### Exercise
Each record below gets repeated exactly, and pictures stay out of the copy.

### Given data
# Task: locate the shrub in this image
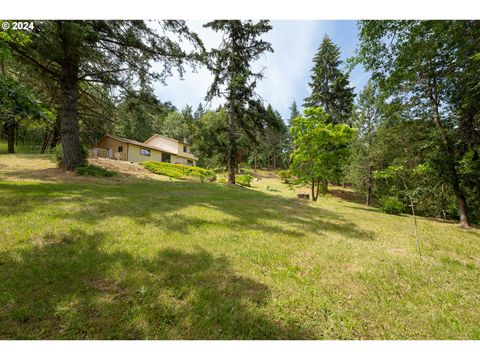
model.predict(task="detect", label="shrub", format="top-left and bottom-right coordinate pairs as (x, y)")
top-left (217, 177), bottom-right (227, 184)
top-left (141, 161), bottom-right (216, 181)
top-left (379, 196), bottom-right (405, 215)
top-left (236, 174), bottom-right (253, 187)
top-left (278, 169), bottom-right (293, 183)
top-left (55, 143), bottom-right (88, 169)
top-left (76, 164), bottom-right (118, 177)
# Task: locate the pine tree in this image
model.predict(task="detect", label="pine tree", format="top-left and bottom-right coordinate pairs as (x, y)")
top-left (204, 20), bottom-right (273, 184)
top-left (194, 103), bottom-right (205, 120)
top-left (288, 100), bottom-right (300, 124)
top-left (304, 35), bottom-right (354, 125)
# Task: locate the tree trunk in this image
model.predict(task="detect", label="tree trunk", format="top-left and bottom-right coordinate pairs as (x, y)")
top-left (58, 21), bottom-right (83, 171)
top-left (50, 113), bottom-right (62, 149)
top-left (5, 121), bottom-right (16, 154)
top-left (365, 163), bottom-right (372, 206)
top-left (427, 77), bottom-right (469, 227)
top-left (41, 131), bottom-right (51, 154)
top-left (311, 177), bottom-right (316, 201)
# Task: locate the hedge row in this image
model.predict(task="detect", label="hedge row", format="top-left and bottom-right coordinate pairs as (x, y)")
top-left (141, 161), bottom-right (216, 181)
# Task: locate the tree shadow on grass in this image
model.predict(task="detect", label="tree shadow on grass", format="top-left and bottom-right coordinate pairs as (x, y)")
top-left (0, 180), bottom-right (374, 242)
top-left (0, 229), bottom-right (312, 339)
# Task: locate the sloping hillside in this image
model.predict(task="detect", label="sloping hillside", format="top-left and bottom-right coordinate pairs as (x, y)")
top-left (0, 154), bottom-right (479, 339)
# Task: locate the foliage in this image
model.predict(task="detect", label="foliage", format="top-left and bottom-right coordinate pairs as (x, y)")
top-left (161, 110), bottom-right (192, 143)
top-left (304, 35), bottom-right (354, 125)
top-left (345, 81), bottom-right (385, 205)
top-left (236, 174), bottom-right (253, 187)
top-left (0, 75), bottom-right (53, 153)
top-left (141, 161), bottom-right (216, 181)
top-left (356, 20), bottom-right (480, 226)
top-left (277, 169), bottom-right (293, 183)
top-left (191, 110), bottom-right (229, 169)
top-left (115, 88), bottom-right (176, 143)
top-left (379, 196), bottom-right (405, 215)
top-left (76, 164), bottom-right (118, 177)
top-left (290, 107), bottom-right (356, 201)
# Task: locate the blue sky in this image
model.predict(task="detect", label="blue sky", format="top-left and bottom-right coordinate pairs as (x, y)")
top-left (153, 20), bottom-right (369, 120)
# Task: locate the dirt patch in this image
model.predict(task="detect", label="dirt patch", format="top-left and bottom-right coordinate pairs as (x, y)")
top-left (330, 188), bottom-right (365, 204)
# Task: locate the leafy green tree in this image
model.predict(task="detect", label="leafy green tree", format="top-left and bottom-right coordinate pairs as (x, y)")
top-left (191, 110), bottom-right (229, 169)
top-left (0, 75), bottom-right (53, 153)
top-left (204, 20), bottom-right (273, 184)
top-left (356, 20), bottom-right (480, 227)
top-left (162, 111), bottom-right (191, 142)
top-left (2, 20), bottom-right (202, 170)
top-left (116, 86), bottom-right (174, 142)
top-left (290, 107), bottom-right (356, 201)
top-left (304, 35), bottom-right (355, 125)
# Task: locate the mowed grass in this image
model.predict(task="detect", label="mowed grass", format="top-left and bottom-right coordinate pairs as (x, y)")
top-left (0, 154), bottom-right (479, 339)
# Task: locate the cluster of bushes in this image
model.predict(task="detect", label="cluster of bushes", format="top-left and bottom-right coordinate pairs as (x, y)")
top-left (236, 174), bottom-right (253, 187)
top-left (277, 169), bottom-right (293, 183)
top-left (379, 196), bottom-right (405, 215)
top-left (77, 165), bottom-right (118, 177)
top-left (141, 161), bottom-right (216, 181)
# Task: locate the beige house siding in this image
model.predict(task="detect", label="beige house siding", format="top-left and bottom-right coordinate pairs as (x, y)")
top-left (127, 144), bottom-right (163, 163)
top-left (94, 137), bottom-right (128, 161)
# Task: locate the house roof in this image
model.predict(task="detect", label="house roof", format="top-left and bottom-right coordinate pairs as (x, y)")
top-left (144, 133), bottom-right (192, 146)
top-left (97, 134), bottom-right (198, 160)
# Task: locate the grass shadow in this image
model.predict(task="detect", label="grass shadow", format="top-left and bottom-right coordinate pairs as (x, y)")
top-left (0, 228), bottom-right (311, 339)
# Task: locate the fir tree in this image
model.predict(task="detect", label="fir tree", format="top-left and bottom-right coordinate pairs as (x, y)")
top-left (204, 20), bottom-right (273, 184)
top-left (304, 35), bottom-right (354, 125)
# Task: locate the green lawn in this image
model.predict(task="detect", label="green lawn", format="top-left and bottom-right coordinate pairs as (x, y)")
top-left (0, 153), bottom-right (479, 339)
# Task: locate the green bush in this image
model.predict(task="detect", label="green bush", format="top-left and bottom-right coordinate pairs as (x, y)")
top-left (379, 196), bottom-right (405, 215)
top-left (217, 177), bottom-right (227, 184)
top-left (141, 161), bottom-right (216, 181)
top-left (55, 143), bottom-right (88, 169)
top-left (277, 169), bottom-right (293, 183)
top-left (236, 174), bottom-right (253, 187)
top-left (76, 165), bottom-right (118, 177)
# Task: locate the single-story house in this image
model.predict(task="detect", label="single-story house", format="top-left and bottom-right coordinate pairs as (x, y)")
top-left (89, 133), bottom-right (198, 165)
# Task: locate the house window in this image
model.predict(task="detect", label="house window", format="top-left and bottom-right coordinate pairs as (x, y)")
top-left (140, 148), bottom-right (151, 156)
top-left (118, 146), bottom-right (123, 152)
top-left (183, 145), bottom-right (188, 153)
top-left (161, 153), bottom-right (171, 163)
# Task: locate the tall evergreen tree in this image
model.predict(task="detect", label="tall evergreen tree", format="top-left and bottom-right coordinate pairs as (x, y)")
top-left (304, 35), bottom-right (354, 125)
top-left (194, 103), bottom-right (206, 121)
top-left (347, 81), bottom-right (384, 206)
top-left (204, 20), bottom-right (273, 184)
top-left (288, 100), bottom-right (300, 124)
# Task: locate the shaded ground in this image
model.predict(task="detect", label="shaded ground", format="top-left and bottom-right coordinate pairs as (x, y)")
top-left (1, 154), bottom-right (479, 339)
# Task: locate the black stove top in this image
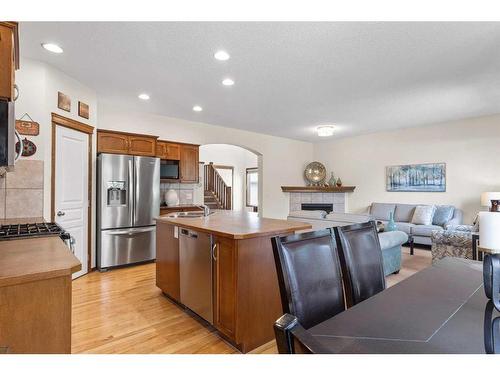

### Response box
# Task: locate the shrub in this image
model.predict(task="detect", label="shrub", format="top-left and bottom-right coordinate pairs as (x, y)")
top-left (217, 177), bottom-right (227, 184)
top-left (141, 161), bottom-right (216, 181)
top-left (379, 196), bottom-right (405, 215)
top-left (236, 174), bottom-right (253, 187)
top-left (278, 169), bottom-right (293, 183)
top-left (55, 143), bottom-right (88, 169)
top-left (76, 164), bottom-right (118, 177)
# Task: locate the pine tree in this image
model.predict(task="detect", label="pine tree", format="top-left and bottom-right coordinate pairs as (x, y)")
top-left (204, 20), bottom-right (273, 184)
top-left (194, 103), bottom-right (205, 120)
top-left (288, 100), bottom-right (300, 124)
top-left (304, 35), bottom-right (354, 125)
# Task: locate the tree trunk in this image
model.predict(task="detect", label="tree trunk", format="top-left and bottom-right coordinate pairs as (x, y)")
top-left (58, 21), bottom-right (83, 171)
top-left (50, 113), bottom-right (62, 149)
top-left (5, 121), bottom-right (16, 154)
top-left (365, 163), bottom-right (372, 206)
top-left (427, 77), bottom-right (469, 227)
top-left (41, 131), bottom-right (51, 154)
top-left (311, 177), bottom-right (316, 201)
# Task: locate the hedge row in this image
model.predict(task="detect", label="hedge row", format="top-left and bottom-right coordinate pairs as (x, y)")
top-left (141, 161), bottom-right (216, 181)
# Task: locate the tree shadow on grass in this image
model.predict(task="detect", label="tree shadow on grass", format="top-left and bottom-right coordinate pairs as (x, y)")
top-left (0, 180), bottom-right (374, 242)
top-left (0, 229), bottom-right (312, 339)
# Task: locate the sloping hillside in this image
model.predict(task="detect", label="sloping hillside", format="top-left and bottom-right coordinate pairs as (x, y)")
top-left (0, 154), bottom-right (479, 339)
# Task: locate the foliage in this image
model.predict(task="detect", label="foliage", format="top-left and bottom-right coordinate pairs as (x, y)")
top-left (161, 110), bottom-right (192, 143)
top-left (304, 35), bottom-right (354, 125)
top-left (345, 81), bottom-right (385, 205)
top-left (236, 174), bottom-right (253, 187)
top-left (0, 75), bottom-right (53, 153)
top-left (141, 161), bottom-right (216, 181)
top-left (356, 20), bottom-right (480, 226)
top-left (277, 169), bottom-right (293, 183)
top-left (191, 110), bottom-right (229, 169)
top-left (115, 88), bottom-right (176, 143)
top-left (379, 196), bottom-right (405, 215)
top-left (76, 164), bottom-right (118, 177)
top-left (290, 107), bottom-right (356, 201)
# Task: locate the blue sky in this image
model.predict(task="detect", label="blue sky", format="top-left and bottom-right coordinate pairs as (x, y)")
top-left (153, 20), bottom-right (369, 120)
# Task: locate the dirt patch in this image
model.predict(task="detect", label="dirt patch", format="top-left and bottom-right coordinate pairs as (x, y)")
top-left (330, 188), bottom-right (365, 204)
# Task: locate the leafy green tree in this image
model.predict(task="detect", label="leafy green tree", format="top-left and bottom-right coordinate pairs as (x, y)")
top-left (191, 110), bottom-right (229, 169)
top-left (0, 75), bottom-right (53, 153)
top-left (204, 20), bottom-right (273, 184)
top-left (356, 20), bottom-right (480, 227)
top-left (162, 111), bottom-right (191, 142)
top-left (2, 20), bottom-right (202, 170)
top-left (116, 86), bottom-right (174, 142)
top-left (290, 107), bottom-right (356, 201)
top-left (304, 35), bottom-right (355, 125)
# Task: locate the mowed grass in this image
model.predict(task="detect", label="mowed grass", format="top-left and bottom-right coordinate pairs as (x, y)")
top-left (0, 154), bottom-right (479, 339)
# Task: locate the cluster of bushes in this image
model.predict(task="detect", label="cluster of bushes", format="top-left and bottom-right coordinate pairs as (x, y)")
top-left (236, 174), bottom-right (253, 187)
top-left (277, 169), bottom-right (293, 183)
top-left (379, 196), bottom-right (405, 215)
top-left (77, 165), bottom-right (118, 177)
top-left (141, 161), bottom-right (216, 181)
# Task: locate the beige house siding in this image
model.predict(task="detect", label="beige house siding", format="top-left and bottom-right coordinate pairs as (x, y)")
top-left (127, 144), bottom-right (163, 163)
top-left (94, 137), bottom-right (128, 161)
# Task: locate the house roof in this image
model.predict(task="detect", label="house roof", format="top-left and bottom-right coordinate pairs as (x, y)")
top-left (144, 133), bottom-right (192, 146)
top-left (97, 134), bottom-right (198, 160)
# Task: locate the grass shadow in this image
model.predict(task="detect", label="grass shadow", format="top-left and bottom-right coordinate pairs as (x, y)")
top-left (0, 228), bottom-right (311, 339)
# Task: locate the fir tree in this image
model.predict(task="detect", label="fir tree", format="top-left and bottom-right coordinate pairs as (x, y)")
top-left (204, 20), bottom-right (273, 184)
top-left (304, 35), bottom-right (354, 125)
# Task: locate the green lawn in this image
model.predict(task="detect", label="green lawn", format="top-left and bottom-right coordinate pairs as (x, y)")
top-left (0, 153), bottom-right (479, 339)
# Task: locate the green bush in this image
model.predict(task="detect", label="green bush", format="top-left and bottom-right coordinate pairs as (x, y)")
top-left (379, 196), bottom-right (405, 215)
top-left (217, 177), bottom-right (227, 184)
top-left (141, 161), bottom-right (216, 181)
top-left (55, 143), bottom-right (88, 169)
top-left (277, 169), bottom-right (293, 183)
top-left (236, 174), bottom-right (253, 187)
top-left (76, 165), bottom-right (118, 177)
# Task: locate the single-story house in this image
model.predict(task="detect", label="single-story house", format="top-left and bottom-right coordinate pairs as (x, y)")
top-left (89, 133), bottom-right (198, 165)
# Task: locate the house window in this image
model.predict(task="detect", label="house window", format="top-left and bottom-right coordinate pairs as (x, y)")
top-left (140, 148), bottom-right (151, 156)
top-left (118, 146), bottom-right (123, 152)
top-left (183, 145), bottom-right (188, 153)
top-left (161, 153), bottom-right (171, 163)
# Task: locate the tall evergreen tree in this image
model.predict(task="detect", label="tall evergreen tree", format="top-left and bottom-right coordinate pairs as (x, y)")
top-left (304, 35), bottom-right (354, 125)
top-left (194, 103), bottom-right (206, 121)
top-left (347, 81), bottom-right (384, 206)
top-left (204, 20), bottom-right (273, 184)
top-left (288, 100), bottom-right (300, 124)
# Task: locate the shaded ground in this image
model.predict(task="detect", label="shaded ground", format="top-left and bottom-right coordinate pairs as (x, y)")
top-left (1, 154), bottom-right (479, 339)
# Task: locate the black stove top in this image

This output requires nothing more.